Exercise input
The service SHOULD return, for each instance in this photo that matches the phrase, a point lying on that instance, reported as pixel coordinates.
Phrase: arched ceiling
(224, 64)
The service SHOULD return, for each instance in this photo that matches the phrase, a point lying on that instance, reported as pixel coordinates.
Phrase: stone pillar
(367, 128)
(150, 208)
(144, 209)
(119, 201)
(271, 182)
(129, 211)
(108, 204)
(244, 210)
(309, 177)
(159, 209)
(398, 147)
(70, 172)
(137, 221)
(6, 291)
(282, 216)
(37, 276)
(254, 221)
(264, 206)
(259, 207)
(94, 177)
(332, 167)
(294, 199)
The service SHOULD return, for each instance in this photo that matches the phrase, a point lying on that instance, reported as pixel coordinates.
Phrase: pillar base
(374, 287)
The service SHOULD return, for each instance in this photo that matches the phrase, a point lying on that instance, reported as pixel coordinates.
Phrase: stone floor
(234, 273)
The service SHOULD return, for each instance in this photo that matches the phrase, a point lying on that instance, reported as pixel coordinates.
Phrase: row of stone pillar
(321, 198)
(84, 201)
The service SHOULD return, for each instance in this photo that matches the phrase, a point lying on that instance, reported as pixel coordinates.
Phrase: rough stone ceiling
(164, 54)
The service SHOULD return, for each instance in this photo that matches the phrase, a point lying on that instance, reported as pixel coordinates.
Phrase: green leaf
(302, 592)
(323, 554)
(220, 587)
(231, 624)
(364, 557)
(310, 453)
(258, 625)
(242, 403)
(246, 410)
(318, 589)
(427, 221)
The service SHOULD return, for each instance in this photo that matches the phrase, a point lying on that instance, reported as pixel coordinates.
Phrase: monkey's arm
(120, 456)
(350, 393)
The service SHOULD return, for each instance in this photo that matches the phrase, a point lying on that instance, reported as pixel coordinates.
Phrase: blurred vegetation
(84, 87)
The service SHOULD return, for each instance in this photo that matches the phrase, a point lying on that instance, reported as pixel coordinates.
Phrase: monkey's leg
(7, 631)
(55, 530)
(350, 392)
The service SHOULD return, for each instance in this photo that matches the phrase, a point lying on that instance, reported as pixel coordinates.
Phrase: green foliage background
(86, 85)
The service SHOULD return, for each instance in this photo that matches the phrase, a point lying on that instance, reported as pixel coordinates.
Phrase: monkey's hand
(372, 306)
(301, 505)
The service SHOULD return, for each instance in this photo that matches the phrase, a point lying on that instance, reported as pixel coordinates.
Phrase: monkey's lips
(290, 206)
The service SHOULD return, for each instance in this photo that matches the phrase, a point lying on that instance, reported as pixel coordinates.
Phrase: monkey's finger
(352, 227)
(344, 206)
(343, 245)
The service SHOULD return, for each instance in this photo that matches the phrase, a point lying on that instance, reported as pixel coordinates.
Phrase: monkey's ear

Instruction
Pick out each line of the records above that contains the word "pillar", and copy those lines in full.

Task solution
Phrase: stone pillar
Phrase: pillar base
Phrase: row of stone pillar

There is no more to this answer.